“Ketika teman-teman Kpopers membuat trending tentang penolakan Omnibus Law di media sosial, mereka malah mendapatkan perundungan. Foto profil Korea ngapain sih ikut-ikutan nolak?” jelas Yayu NH saat membuka diskusi bertajuk “K-Popers Menolak Omnibus Law” yang diselenggarakan oleh Jaringan Muda Setara.

Diskusi tersebut diselenggarakan pada Jum’at (9/10) di Zoom Meeting. Selain Yayu yang bertugas sebagai moderator, ada juga Rara yang mewakili Enhypen Stan, Jasmine Floretta dari ARMY (fandom grup musik BTS), dan Eva Nurcahyani dari Jaringan Muda Setara sebagai pembicara.

Jasmine membuka pembicaraan dengan menjawab pernyataan Yayu soal perundungan Kpopers di twitter. Menurutnya, orang-orang termakan stigma bahwa Kpopers tidak bisa berargumen soal politik. “Kpopers bagi masyarakat dianggap sebagai fanatisme yang berlebihan. Kami selalu dipandang rendah dan dipandang suka Kpop hanya lihat tampang aja,” keluhnya.

Ia juga menyinggung wacana maskulinitas yang melekat dalam stigma masyarakat tentang Kpopers. Wacana maskulinitas yang dimaksud Jasmine adalah perempuan tidak dilihat daya kritisnya terhadap suatu isu, hanya dianggap suka terhadap tampang anggota grup musiknya saja. Akhirnya, perempuan Kpopers ini dianggap tidak berdaya dalam merespon isu terkini seperti Omnibus Law.

* **Data Mentah**:
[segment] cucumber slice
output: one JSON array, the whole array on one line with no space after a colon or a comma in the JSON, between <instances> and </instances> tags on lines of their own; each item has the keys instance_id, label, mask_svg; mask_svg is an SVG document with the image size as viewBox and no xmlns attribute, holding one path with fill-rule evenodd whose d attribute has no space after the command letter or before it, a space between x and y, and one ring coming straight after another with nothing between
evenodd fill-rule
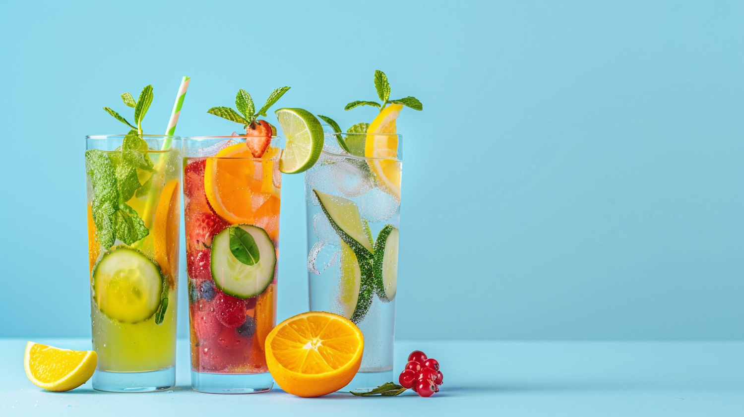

* **Soal Singkat 1**: Dalam teks tentang diskusi "K-Popers Menolak Omnibus Law", siapa yang bertugas sebagai moderator?
* **Soal Singkat 2**: Lanjutkan teks tentang diskusi Kpopers yang menolak Omnibus Law setelah kalimat terakhirnya.

* **Jawaban yang Diharapkan 1**: Yayu NH

* **Jawaban yang Diharapkan 2**:
Jasmine menguatkan tentang wacana ini dengan berbicara soal antusias perempuan yang dijinakkan oleh stigma buruk masyarakat terhadap kesukaannya. “Bagi mereka, suka sama Kpop dianggap sebagai penyimpangan sosial. Antusias kami sebagai perempuan dipaksa jinak (oleh wacana maskulinitas -red),” jelasnya.

Rara juga menyetujui pernyataan Jasmine. Ia mengatakan bahwa Kpopers bukan hanya suka terhadap grup musik saja, tapi melakukan sesuatu yang bermanfaat bagi orang lain. “Mungkin dari sisi fangirl kita dipandang latah, di balik itu sendiri, kita support rakyat juga,” ucapnya. Rara mengatakan bahwa ARMY sempat melakukan donasi, salah satunya donasi kepada LBH Apik Indonesia bulan lalu (1/9).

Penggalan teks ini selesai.